**페이지 발췌:**

▼▼▼

# Chapter 2. Architecture and Components of Spark and Spark Streaming

- 하둡의 장점
    - revolution in data processing and storage space
    - a low cost solution and reliable batch processing
    - http://en.wikipedia.org/wiki/MapReduce
- 하둡MapReduce의 한계점
    - Excessive and intensive use of disks for all intermediate stages
    - Only provides map and reduce operations and no other operations like joining/flattening, and grouping of datasets.
- Spark 장점 
    - enabled in-memory data storage and near real-time data processing.
    - operations such as joins, merging, grouping and many more
    - faster ( disk를 사용하는 hadoop app 보다 )
- Spark의 Core API
    - SQL for structured data processing
    - MLlib for iterative data processing—machine learning
    - GraphX for graph processing
    - Spark Streaming—real-time data processing of streaming data
- 이번장의 목표
    - Batch versus real-time data processing
    - Architecture of Spark
    - Architecture of Spark Streaming
    - Your first Spark Streaming program

## 01절 Batch versus real-time data processing
- batch 와 real-time에서 large dataset의 데이터 프로세싱의 다른점을 논의하자
- 그러면, Spark architecture를 이해하는데 많은 도움 됨.

### Batch processing
- Batch processing는 서로 다른 JOB이 연결되어 있거나 또는 다른 JOB이후에 순서적으로 또는 병렬로 실행되는 JOB들이 여러개로 이루어진 process 임.
- 입력데이터는 일정시간 동안 수집하고  batch의 결과가 다른 JOB의 입력이 될 수 있음.
- fast response time은 핵심이 아님.
- Job을 processing하기 위한 time window or batch window을 갖음.

▲▲▲

**제공 자료:**
▼▼▼

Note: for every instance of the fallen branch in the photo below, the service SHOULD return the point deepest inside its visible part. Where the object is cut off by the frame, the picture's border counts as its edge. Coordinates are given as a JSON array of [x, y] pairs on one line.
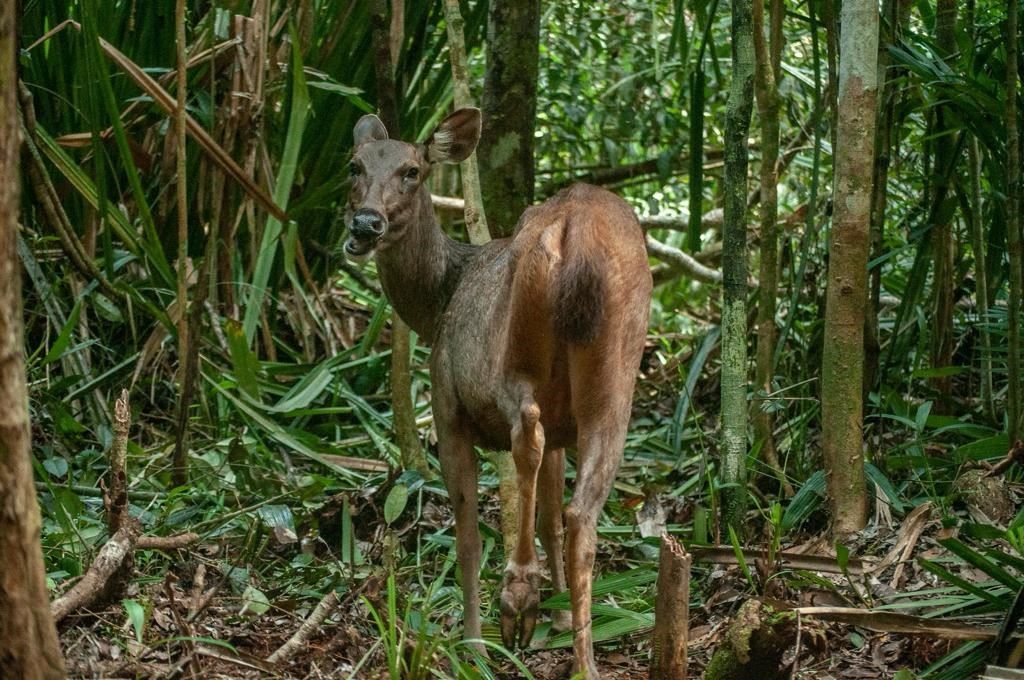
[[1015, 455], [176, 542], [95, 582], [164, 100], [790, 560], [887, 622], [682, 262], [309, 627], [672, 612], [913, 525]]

▲▲▲

**할 일:** Spark 정리 글에서 "## 01절 Batch"부터 "time은 핵심이 아님."까지, 끝 구절도 포함해 한 글자도 바꾸지 말고 출력하세요.

**과제 풀이:**
## 01절 Batch versus real-time data processing
- batch 와 real-time에서 large dataset의 데이터 프로세싱의 다른점을 논의하자
- 그러면, Spark architecture를 이해하는데 많은 도움 됨.

### Batch processing
- Batch processing는 서로 다른 JOB이 연결되어 있거나 또는 다른 JOB이후에 순서적으로 또는 병렬로 실행되는 JOB들이 여러개로 이루어진 process 임.
- 입력데이터는 일정시간 동안 수집하고  batch의 결과가 다른 JOB의 입력이 될 수 있음.
- fast response time은 핵심이 아님.